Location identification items
* * * * *
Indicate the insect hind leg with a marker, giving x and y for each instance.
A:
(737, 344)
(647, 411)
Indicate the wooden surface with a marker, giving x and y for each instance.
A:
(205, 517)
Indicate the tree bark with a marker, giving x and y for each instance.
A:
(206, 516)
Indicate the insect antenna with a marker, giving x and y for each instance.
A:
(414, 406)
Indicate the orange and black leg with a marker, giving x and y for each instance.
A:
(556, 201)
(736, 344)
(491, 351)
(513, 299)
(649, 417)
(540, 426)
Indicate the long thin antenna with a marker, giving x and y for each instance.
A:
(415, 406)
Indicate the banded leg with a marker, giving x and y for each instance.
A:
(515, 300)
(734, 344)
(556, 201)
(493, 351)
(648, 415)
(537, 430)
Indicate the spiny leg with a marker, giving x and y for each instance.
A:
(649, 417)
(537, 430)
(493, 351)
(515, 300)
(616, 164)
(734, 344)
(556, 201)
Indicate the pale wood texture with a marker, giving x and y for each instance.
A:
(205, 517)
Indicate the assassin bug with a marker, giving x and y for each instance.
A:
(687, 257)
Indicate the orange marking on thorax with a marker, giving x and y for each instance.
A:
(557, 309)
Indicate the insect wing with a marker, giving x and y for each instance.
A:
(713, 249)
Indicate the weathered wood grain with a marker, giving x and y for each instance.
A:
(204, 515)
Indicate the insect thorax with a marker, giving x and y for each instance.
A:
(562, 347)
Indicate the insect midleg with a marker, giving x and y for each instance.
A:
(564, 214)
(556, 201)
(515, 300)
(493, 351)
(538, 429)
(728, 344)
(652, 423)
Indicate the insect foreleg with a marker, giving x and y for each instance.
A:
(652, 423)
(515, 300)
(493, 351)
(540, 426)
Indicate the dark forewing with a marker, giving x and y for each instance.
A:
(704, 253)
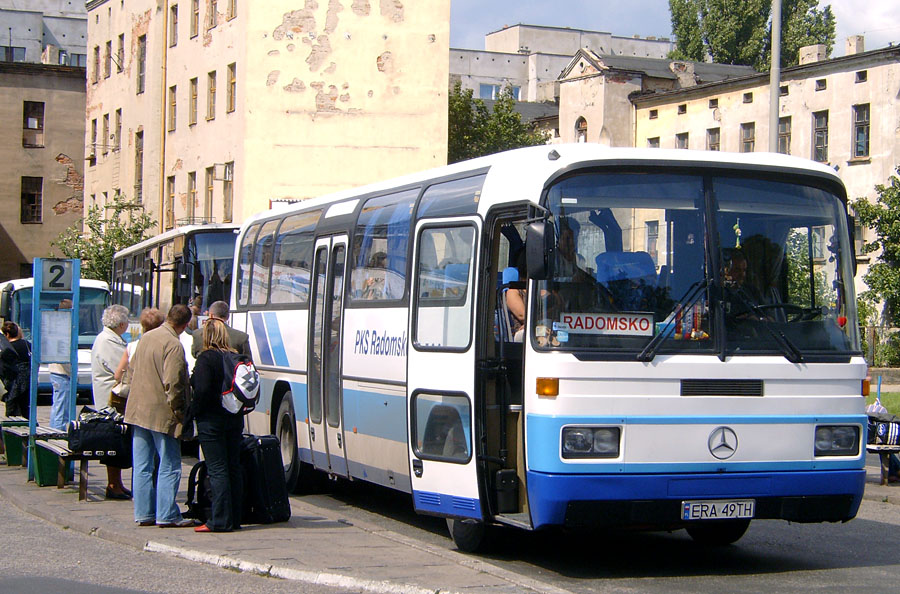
* * * * *
EXERCISE AIM -
Please pull out every line in the listing above that contains the word "insect". Matching is case-sensitive.

WORKED SOLUTION -
Indicate the insect hind leg with a marker, giving x and y for each instance.
Indicate the insect antenna with a marker, giving x and y for each instance.
Indicate the insect wing with a marker, giving x and y for each instance.
Indicate the insect thorax with a marker, giving x and y for each instance.
Indicate the insect midleg with a marker, giving x and y for each instance.
Indicate the insect foreleg with a marker, giving x and y for each instance.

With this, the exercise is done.